- **Exercise prompt**
Check every line of the data below for the word "place" and say how many have it, without further comment.

Saved entries:
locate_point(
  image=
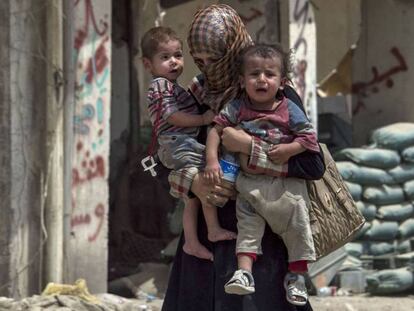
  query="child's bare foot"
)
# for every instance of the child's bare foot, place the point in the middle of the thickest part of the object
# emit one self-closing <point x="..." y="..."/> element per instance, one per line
<point x="197" y="250"/>
<point x="220" y="234"/>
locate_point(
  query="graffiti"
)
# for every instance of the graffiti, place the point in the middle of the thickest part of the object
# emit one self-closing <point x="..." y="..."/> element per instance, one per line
<point x="100" y="214"/>
<point x="303" y="38"/>
<point x="86" y="219"/>
<point x="91" y="53"/>
<point x="255" y="14"/>
<point x="94" y="169"/>
<point x="89" y="16"/>
<point x="364" y="89"/>
<point x="300" y="16"/>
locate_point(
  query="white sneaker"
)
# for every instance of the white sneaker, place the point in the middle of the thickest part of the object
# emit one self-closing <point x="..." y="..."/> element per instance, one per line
<point x="241" y="283"/>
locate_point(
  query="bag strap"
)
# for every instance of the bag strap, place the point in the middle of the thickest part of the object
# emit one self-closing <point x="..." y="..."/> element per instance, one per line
<point x="151" y="146"/>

- **Result of this exercise**
4